▸ TO DO
Once you find the line with "find the caterpillar head" in the data below, transcribe exactly each line from there to the line with "find the white wall", inclusive, and nothing else. Drop the pictures.

(Text-to-region grounding data)
== Segment start ==

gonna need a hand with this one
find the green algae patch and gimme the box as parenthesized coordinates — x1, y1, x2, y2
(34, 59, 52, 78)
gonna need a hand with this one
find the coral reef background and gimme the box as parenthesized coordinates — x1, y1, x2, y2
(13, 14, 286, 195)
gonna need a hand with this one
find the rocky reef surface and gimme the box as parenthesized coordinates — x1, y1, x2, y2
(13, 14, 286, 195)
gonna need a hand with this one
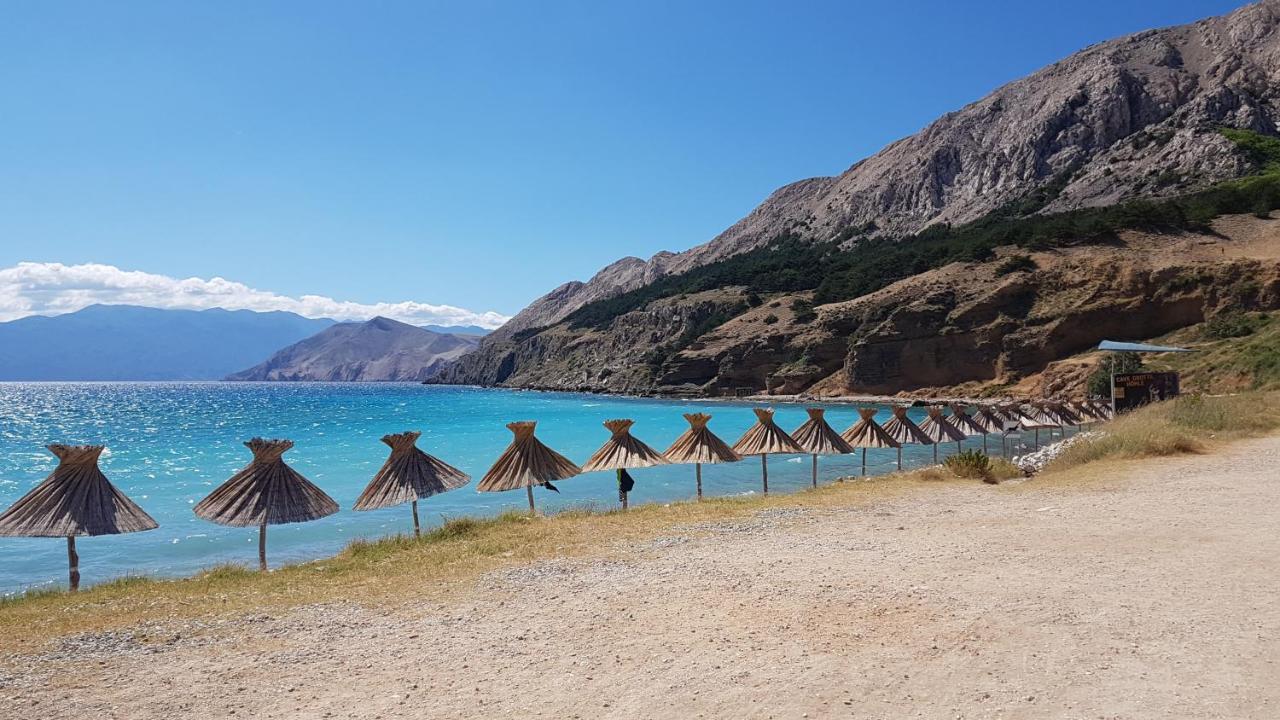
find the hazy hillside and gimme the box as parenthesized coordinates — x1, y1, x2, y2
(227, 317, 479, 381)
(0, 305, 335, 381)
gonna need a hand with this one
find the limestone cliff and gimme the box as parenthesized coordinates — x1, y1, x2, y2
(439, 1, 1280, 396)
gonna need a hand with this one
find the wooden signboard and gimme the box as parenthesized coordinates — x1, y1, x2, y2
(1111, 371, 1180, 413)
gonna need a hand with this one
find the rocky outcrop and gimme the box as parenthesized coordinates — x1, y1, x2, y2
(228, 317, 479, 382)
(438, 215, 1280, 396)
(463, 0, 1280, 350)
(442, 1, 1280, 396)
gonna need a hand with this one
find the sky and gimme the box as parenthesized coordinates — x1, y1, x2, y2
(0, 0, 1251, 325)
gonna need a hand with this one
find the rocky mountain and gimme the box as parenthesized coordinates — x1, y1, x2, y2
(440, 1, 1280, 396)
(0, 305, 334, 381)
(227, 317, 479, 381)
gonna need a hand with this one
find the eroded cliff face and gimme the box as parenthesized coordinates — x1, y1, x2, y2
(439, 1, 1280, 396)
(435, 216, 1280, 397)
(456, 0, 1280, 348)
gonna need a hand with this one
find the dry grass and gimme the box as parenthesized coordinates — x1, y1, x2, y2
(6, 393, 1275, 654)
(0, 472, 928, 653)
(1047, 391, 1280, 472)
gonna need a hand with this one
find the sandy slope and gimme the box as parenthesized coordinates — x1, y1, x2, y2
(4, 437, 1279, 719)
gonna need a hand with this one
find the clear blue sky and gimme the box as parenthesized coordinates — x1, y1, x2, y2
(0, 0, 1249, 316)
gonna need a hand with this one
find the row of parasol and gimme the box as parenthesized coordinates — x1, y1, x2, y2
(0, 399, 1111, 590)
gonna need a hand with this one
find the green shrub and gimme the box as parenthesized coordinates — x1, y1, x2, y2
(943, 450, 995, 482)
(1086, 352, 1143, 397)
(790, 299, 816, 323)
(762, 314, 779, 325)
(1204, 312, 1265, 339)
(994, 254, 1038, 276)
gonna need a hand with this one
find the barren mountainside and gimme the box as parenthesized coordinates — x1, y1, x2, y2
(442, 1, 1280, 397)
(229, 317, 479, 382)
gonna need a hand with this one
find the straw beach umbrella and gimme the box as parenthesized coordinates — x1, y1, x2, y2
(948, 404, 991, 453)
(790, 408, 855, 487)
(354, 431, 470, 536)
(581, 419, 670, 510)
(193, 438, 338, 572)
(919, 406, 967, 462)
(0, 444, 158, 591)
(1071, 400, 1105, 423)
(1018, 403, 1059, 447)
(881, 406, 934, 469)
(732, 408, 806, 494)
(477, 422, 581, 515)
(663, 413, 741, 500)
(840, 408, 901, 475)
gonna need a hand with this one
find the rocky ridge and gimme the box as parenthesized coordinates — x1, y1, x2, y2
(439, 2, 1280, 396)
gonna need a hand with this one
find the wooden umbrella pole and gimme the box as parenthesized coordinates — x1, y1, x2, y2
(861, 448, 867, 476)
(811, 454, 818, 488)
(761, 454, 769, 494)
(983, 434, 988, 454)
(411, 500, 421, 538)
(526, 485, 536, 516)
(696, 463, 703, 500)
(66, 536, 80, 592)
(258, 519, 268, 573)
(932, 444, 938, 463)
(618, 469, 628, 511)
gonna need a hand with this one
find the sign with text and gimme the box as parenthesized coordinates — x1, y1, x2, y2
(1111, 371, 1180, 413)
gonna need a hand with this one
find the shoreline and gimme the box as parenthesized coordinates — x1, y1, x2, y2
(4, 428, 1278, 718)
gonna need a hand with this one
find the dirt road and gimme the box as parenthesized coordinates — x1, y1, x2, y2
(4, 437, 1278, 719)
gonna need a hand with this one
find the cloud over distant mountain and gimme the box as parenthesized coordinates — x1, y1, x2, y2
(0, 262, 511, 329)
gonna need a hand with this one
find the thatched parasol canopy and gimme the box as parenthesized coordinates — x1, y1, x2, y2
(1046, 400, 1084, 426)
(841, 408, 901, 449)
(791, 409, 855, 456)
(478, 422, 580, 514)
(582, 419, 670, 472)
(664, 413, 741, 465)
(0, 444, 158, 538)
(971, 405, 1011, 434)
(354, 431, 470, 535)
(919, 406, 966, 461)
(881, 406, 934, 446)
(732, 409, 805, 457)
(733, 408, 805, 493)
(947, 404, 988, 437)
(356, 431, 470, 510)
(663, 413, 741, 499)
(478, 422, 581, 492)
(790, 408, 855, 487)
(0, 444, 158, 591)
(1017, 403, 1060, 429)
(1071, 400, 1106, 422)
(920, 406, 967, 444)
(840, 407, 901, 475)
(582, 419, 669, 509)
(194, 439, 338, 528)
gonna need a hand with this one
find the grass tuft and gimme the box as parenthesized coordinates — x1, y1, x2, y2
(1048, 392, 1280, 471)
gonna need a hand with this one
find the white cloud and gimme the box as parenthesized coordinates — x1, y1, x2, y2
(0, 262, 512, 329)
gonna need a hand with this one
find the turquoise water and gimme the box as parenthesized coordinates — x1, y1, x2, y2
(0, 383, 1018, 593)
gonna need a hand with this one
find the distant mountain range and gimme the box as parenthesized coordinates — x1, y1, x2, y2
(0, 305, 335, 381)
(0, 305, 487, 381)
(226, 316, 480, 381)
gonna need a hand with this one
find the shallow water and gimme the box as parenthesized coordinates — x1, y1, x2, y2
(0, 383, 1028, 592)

== Segment end ==
== Segment start ==

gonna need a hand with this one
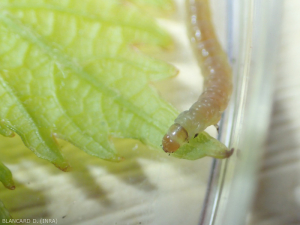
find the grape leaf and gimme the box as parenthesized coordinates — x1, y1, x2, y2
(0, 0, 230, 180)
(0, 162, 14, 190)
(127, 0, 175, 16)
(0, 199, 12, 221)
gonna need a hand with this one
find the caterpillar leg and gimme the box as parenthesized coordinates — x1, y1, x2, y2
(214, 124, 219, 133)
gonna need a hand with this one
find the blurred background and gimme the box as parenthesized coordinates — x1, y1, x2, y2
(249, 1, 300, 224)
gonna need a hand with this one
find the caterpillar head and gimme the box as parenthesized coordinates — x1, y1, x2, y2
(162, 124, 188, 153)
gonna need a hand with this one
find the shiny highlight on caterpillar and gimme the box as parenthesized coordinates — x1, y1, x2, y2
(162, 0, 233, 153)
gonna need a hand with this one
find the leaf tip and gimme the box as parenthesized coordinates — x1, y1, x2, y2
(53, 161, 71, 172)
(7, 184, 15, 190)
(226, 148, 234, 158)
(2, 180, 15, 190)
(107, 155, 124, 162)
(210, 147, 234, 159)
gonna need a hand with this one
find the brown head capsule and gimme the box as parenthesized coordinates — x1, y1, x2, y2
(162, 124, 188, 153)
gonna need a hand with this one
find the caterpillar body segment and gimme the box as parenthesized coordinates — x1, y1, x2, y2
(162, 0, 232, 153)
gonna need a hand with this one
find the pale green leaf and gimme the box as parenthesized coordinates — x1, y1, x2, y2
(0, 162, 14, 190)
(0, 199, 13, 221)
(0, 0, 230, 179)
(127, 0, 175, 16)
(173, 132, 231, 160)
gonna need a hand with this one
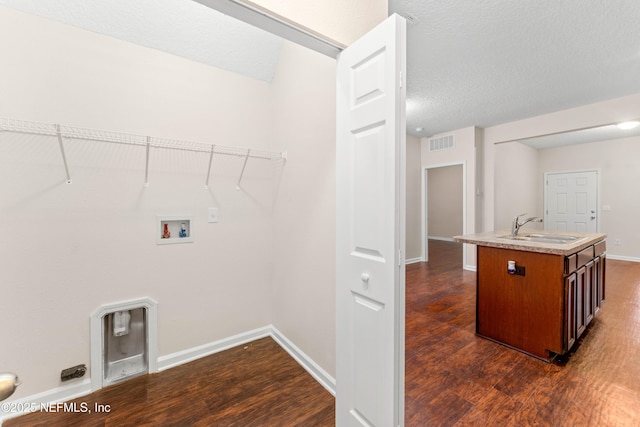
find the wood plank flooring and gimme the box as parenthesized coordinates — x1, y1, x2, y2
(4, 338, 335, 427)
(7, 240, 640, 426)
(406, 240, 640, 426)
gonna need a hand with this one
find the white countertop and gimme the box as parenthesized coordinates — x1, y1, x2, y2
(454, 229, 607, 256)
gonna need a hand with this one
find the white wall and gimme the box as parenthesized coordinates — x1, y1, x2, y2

== Segment end ==
== Segment start ==

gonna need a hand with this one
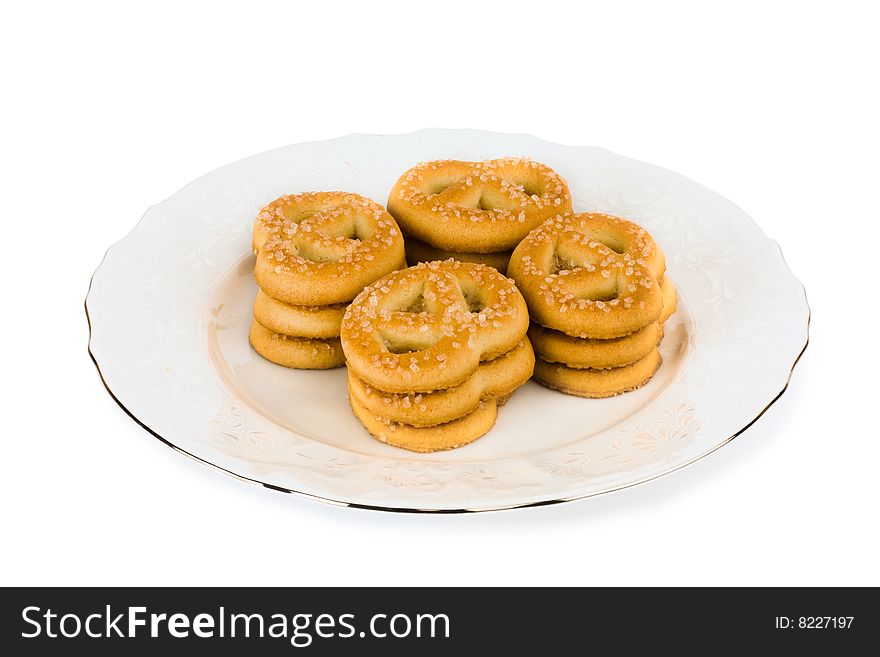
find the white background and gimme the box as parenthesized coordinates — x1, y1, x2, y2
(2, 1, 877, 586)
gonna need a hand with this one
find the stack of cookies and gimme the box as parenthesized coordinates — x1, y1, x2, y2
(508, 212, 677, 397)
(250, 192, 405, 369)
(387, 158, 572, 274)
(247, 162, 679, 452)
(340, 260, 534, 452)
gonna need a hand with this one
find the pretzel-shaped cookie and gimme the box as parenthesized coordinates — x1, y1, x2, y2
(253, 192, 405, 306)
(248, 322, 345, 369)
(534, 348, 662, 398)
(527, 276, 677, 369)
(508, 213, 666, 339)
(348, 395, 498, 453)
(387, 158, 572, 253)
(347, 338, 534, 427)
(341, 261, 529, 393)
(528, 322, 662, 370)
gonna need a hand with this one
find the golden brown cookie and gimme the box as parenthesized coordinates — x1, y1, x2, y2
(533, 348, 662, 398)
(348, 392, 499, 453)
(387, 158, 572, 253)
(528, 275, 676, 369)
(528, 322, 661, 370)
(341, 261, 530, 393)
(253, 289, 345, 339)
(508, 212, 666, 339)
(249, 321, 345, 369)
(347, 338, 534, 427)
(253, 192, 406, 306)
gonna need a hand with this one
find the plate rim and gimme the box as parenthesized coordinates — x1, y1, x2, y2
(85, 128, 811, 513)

== Segment end ==

▸ COMPLETED EXERCISE
find the caterpillar head and gimme the box as parenthesized coordinates — x1, y1, x2, y2
(162, 124, 188, 153)
gonna need a hand with this one
find the shiny highlight on caterpillar and gimme the box as parenthesized coordinates — x1, y1, x2, y2
(162, 0, 233, 153)
gonna need a hand with this one
find the leaf tip and gimme the box as parenthesized coordinates — x1, y1, x2, y2
(53, 161, 71, 172)
(7, 184, 15, 190)
(226, 148, 234, 158)
(2, 180, 15, 190)
(107, 155, 124, 162)
(210, 147, 234, 159)
gonna need a hand with this one
find the brown head capsule and gimme the box as parenthesized coordinates — x1, y1, x2, y2
(162, 124, 188, 153)
gonna need a hand with this one
find the caterpillar body segment and gimme the box as parenthesized coordinates — x1, y1, x2, y2
(162, 0, 232, 153)
gonna need a hand with this one
find the pale green leaf and gimme the box as parenthesized coordinates — x1, y1, x2, y2
(0, 162, 14, 190)
(0, 199, 13, 221)
(0, 0, 230, 179)
(127, 0, 175, 16)
(173, 132, 231, 160)
gonna need a hand with this one
find the wood plank flooring and gimme the box as parenthesized coordinates — x1, y1, x2, y2
(4, 338, 335, 427)
(7, 240, 640, 426)
(406, 240, 640, 426)
gonna need a hand with this one
find the white countertop and gimme the box as parenthesized coordinates — x1, y1, x2, y2
(454, 229, 607, 256)
gonna need a hand with this one
find the white wall and gimme the box as parenthesized coordinates — x1, y1, x2, y2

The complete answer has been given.